§ 所给文本

========================================

各色Tarjan集合

#include<bits/stdc++.h>
using namespace std;
const int N=100000,M=200000;
//所有Tarjan都要：
// dfn[N],low[N],cnt=1,st,scc,zhan[N],top,前向星,vector<int>SCC[N]
//强连通 ,belong[N],inq[N]
//割边，边双 bridge[N], belong[N]
//点双，割点 cut[N],root
int dfn[N],low[N],cnt=1,zhan[N],top,st,belong[N],scc,head[N],root,n;
bool bridge[M],inq[N],cut[N];
vector <int>SCC[N];
struct bian
{
    int nxt,to;
}b[M];
void add(int from,int to)
{
    b[++cnt].nxt=head[from];
    b[cnt].to=to;
    head[from]=cnt;
}
void Tarjan1(int cur)//强连通
{
    dfn[cur]=low[cur]=++st;
    zhan[++top]=cur;inq[cur]=true;
    int i=head[cur],v;
    while(i!=0)
    {
        v=b[i].to;
        if(dfn[v]==0)
        {
            Tarjan1(v);
            low[cur]=min(low[cur],low[v]);
        }
        else
        {
            if(inq[v]==true)
            {
                low[cur]=min(low[cur],dfn[v]);
            }
        }    
        i=b[i].nxt;
    }
    if(low[cur]==dfn[cur])

========================================

§ 已存条目
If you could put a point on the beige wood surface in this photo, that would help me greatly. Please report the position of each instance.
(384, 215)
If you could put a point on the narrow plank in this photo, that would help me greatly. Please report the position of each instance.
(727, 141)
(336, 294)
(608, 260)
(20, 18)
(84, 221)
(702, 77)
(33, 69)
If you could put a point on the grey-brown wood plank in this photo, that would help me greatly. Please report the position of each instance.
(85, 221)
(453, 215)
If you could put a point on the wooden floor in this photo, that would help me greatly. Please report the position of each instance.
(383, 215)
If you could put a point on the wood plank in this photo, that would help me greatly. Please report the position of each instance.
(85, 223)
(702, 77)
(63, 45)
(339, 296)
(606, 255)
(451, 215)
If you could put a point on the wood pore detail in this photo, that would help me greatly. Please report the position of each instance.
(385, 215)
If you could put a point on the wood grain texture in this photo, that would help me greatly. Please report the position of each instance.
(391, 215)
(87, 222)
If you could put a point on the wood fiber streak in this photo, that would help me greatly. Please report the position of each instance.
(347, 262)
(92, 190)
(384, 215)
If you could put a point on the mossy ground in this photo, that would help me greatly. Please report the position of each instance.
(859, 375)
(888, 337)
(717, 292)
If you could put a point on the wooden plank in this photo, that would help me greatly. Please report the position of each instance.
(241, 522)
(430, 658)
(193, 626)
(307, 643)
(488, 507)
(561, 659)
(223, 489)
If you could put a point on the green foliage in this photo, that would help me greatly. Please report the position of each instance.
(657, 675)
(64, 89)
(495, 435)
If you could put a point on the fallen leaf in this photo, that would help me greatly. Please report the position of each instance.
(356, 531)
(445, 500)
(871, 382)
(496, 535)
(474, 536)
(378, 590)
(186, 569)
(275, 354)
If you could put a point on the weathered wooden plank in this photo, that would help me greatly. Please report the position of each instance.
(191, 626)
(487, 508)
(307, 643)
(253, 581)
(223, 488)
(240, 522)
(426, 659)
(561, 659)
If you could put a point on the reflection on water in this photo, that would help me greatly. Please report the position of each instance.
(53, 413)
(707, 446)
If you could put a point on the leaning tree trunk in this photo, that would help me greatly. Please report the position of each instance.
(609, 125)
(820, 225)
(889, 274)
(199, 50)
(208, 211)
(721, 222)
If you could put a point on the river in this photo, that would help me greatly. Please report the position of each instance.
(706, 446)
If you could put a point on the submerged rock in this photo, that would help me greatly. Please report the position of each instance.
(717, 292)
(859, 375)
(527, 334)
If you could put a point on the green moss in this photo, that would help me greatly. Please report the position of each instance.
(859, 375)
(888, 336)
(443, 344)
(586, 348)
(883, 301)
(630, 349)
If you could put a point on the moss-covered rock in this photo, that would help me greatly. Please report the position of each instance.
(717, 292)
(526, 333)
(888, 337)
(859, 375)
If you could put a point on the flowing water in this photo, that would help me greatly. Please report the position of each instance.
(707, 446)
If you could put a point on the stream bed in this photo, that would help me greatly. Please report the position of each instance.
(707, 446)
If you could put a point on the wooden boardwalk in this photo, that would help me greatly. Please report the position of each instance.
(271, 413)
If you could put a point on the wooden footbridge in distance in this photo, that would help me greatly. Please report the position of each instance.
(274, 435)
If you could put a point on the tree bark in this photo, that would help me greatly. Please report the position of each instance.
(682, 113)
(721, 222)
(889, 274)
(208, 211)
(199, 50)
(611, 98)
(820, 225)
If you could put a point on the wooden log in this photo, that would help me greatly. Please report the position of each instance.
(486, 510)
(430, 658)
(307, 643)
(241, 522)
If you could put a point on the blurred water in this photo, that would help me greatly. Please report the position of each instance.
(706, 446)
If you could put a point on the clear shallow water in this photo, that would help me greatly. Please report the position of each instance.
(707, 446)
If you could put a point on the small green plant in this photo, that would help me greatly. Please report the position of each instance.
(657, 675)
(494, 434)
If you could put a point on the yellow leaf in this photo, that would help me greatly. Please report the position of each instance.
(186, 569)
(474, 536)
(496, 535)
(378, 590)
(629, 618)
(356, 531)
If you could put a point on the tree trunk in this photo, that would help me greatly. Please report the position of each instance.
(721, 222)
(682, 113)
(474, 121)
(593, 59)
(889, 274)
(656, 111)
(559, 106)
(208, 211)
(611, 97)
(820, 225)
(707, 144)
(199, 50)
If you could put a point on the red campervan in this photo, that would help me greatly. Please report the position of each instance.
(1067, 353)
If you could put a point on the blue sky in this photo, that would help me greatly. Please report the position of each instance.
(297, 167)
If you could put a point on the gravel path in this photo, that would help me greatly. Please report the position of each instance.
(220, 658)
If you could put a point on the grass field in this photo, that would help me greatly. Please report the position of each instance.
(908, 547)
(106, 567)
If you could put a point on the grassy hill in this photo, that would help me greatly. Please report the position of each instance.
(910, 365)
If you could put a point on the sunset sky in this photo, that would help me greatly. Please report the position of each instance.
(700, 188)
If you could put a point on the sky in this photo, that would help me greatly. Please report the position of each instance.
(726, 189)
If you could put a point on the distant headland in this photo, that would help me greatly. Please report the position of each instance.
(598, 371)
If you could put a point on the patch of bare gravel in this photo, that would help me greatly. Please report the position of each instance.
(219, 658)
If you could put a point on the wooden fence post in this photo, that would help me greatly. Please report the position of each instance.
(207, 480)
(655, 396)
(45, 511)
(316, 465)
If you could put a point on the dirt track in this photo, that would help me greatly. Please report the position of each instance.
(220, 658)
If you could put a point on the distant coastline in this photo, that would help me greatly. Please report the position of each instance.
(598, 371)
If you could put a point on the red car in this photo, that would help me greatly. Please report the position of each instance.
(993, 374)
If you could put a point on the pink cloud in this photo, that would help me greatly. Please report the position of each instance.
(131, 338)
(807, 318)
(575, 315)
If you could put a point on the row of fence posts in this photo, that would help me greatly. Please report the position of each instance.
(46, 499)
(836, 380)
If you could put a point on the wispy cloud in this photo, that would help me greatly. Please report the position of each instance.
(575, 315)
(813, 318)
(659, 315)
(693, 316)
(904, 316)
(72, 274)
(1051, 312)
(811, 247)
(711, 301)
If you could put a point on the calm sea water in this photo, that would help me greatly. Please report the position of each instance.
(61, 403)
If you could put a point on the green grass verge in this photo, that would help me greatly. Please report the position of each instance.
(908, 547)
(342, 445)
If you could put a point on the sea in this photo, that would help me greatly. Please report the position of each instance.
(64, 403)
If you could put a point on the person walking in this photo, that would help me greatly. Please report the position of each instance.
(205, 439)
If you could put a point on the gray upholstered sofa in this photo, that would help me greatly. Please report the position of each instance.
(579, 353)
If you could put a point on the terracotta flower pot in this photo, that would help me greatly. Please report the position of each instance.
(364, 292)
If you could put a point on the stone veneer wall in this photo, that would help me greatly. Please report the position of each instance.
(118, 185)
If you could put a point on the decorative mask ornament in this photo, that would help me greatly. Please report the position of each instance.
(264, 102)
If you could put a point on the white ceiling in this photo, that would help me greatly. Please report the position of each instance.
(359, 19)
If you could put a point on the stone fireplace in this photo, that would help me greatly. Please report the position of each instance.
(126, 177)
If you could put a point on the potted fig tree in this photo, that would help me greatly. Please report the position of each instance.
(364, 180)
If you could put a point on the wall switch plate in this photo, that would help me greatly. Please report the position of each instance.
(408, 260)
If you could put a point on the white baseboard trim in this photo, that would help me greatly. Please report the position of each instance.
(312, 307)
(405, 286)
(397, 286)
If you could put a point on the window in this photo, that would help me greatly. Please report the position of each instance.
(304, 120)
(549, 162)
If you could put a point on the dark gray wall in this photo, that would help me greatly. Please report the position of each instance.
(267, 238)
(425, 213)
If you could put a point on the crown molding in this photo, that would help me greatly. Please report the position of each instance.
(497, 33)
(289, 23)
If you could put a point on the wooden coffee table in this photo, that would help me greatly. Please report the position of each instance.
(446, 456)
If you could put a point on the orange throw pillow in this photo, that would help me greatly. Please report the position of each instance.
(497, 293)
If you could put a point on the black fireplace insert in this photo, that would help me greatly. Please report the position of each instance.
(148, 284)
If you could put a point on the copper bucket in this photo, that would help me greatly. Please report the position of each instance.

========================================

§ 待完成任务
**A)** 在Tarjan代码中，常量M的值是多少？
**B)** 请列出Tarjan代码中用bool类型声明的全部数组。
**C)** 请接着Tarjan代码的最后一行续写下去。

§ 预期输出
**A)** 200000

**B)** bridge[M]、inq[N]、cut[N]

**C)**
    {
        scc++;
        int ding;
        do
        {
            ding=zhan[top];
            inq[ding]=false;
            zhan[top--]=0;
            belong[ding]=scc;
            SCC[scc].push_back(ding);
        }while(ding!=cur);
    }
}
void Tarjan2(int cur,int pre)//割边，边双 
{
    dfn[cur]=low[cur]=++st;
    zhan[++top]=cur;
    int i=head[cur],v;
    while(i!=0)
    {
        v=b[i].to;
        if(i!=pre)
        {
            if(dfn[v]==0)
            {
                Tarjan2(v,i^1);
                low[cur]=min(low[cur],low[v]);
                if(low[v]>dfn[cur])
                {
                    bridge[i]=bridge[i^1]=true;
                    scc++;
                    int ding;
                    do
                    {
                        ding=zhan[top];
                        zhan[top--]=0;
                        belong[ding]=scc;
                        SCC[scc].push_back(ding);
                    }while(ding!=v);
                }
            }
            else
                low[cur]=min(low[cur],dfn[v]);
        }
        i=b[i].nxt;
    }
}
void Tarjan3(int cur)
{
    dfn[cur]=low[cur]=++st;
    zhan[++top]=cur;
    int i=head[cur],v,child=0;
    while(i!=0)
    {
        v=b[i].to;
        if(dfn[v]==0)
        {
            child++;
            Tarjan3(v);
            low[cur]=min(low[cur],low[v]);
            if(low[v]>=dfn[cur])
            {
                if(root!=cur)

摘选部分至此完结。